- _OBJECTIVE_: Give the data below as a Markdown table with the columns "Row" and "Line", numbering each nonblank line in order and leaving out blank lines.

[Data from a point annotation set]
## START

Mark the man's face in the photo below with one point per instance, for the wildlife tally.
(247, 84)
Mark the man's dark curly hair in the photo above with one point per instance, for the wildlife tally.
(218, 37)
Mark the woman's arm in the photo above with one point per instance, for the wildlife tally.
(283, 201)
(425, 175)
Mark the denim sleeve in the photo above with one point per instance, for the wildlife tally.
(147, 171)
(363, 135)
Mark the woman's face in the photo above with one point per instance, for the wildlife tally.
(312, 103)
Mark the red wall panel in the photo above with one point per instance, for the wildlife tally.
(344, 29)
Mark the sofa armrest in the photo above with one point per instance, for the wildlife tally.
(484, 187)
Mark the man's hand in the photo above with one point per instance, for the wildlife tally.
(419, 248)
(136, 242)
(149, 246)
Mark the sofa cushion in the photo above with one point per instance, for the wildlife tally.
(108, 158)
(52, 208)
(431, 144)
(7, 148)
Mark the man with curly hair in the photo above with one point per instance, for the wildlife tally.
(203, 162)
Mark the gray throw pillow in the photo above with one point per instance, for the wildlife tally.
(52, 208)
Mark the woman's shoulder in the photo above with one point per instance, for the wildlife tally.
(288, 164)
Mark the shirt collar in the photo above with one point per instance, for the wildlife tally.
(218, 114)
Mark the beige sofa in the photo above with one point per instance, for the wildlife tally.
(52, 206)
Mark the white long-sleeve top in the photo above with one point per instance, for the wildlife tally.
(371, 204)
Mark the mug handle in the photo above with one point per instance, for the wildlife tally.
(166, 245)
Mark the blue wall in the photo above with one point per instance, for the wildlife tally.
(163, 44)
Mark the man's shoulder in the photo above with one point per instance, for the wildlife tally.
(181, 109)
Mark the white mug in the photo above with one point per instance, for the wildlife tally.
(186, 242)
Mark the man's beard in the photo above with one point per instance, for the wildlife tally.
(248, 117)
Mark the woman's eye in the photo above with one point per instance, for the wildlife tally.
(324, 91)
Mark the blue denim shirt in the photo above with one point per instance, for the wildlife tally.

## END

- _RESPONSE TO THE TASK_:
| Row | Line |
|---|---|
| 1 | Mark the man's face in the photo below with one point per instance, for the wildlife tally. |
| 2 | (247, 84) |
| 3 | Mark the man's dark curly hair in the photo above with one point per instance, for the wildlife tally. |
| 4 | (218, 37) |
| 5 | Mark the woman's arm in the photo above with one point per instance, for the wildlife tally. |
| 6 | (283, 201) |
| 7 | (425, 175) |
| 8 | Mark the denim sleeve in the photo above with one point per instance, for the wildlife tally. |
| 9 | (147, 171) |
| 10 | (363, 135) |
| 11 | Mark the woman's face in the photo above with one point per instance, for the wildlife tally. |
| 12 | (312, 103) |
| 13 | Mark the red wall panel in the photo above with one point per instance, for the wildlife tally. |
| 14 | (344, 29) |
| 15 | Mark the sofa armrest in the photo above with one point per instance, for the wildlife tally. |
| 16 | (484, 187) |
| 17 | Mark the man's hand in the photo above with one point per instance, for the wildlife tally. |
| 18 | (419, 248) |
| 19 | (136, 242) |
| 20 | (149, 246) |
| 21 | Mark the sofa cushion in the photo above with one point per instance, for the wildlife tally. |
| 22 | (108, 158) |
| 23 | (52, 208) |
| 24 | (431, 144) |
| 25 | (7, 148) |
| 26 | Mark the man with curly hair in the photo above with one point per instance, for the wildlife tally. |
| 27 | (203, 162) |
| 28 | Mark the gray throw pillow in the photo above with one point per instance, for the wildlife tally. |
| 29 | (52, 208) |
| 30 | Mark the woman's shoulder in the photo above with one point per instance, for the wildlife tally. |
| 31 | (288, 164) |
| 32 | Mark the shirt collar in the photo above with one point per instance, for the wildlife tally. |
| 33 | (218, 114) |
| 34 | Mark the beige sofa in the photo above with one point per instance, for the wildlife tally. |
| 35 | (52, 206) |
| 36 | Mark the white long-sleeve top in the photo above with one point per instance, for the wildlife tally. |
| 37 | (371, 204) |
| 38 | Mark the mug handle in the photo above with one point per instance, for the wildlife tally. |
| 39 | (166, 245) |
| 40 | Mark the blue wall in the photo above with one point per instance, for the wildlife tally. |
| 41 | (163, 44) |
| 42 | Mark the man's shoulder in the photo above with one point per instance, for the wildlife tally. |
| 43 | (181, 109) |
| 44 | Mark the white mug in the photo above with one point per instance, for the wildlife tally. |
| 45 | (186, 242) |
| 46 | Mark the man's beard in the photo above with one point per instance, for the wildlife tally. |
| 47 | (248, 117) |
| 48 | Mark the woman's eye in the photo above with one point per instance, for the wildlife tally. |
| 49 | (324, 91) |
| 50 | Mark the blue denim shirt in the photo above with one point per instance, for the wildlife tally. |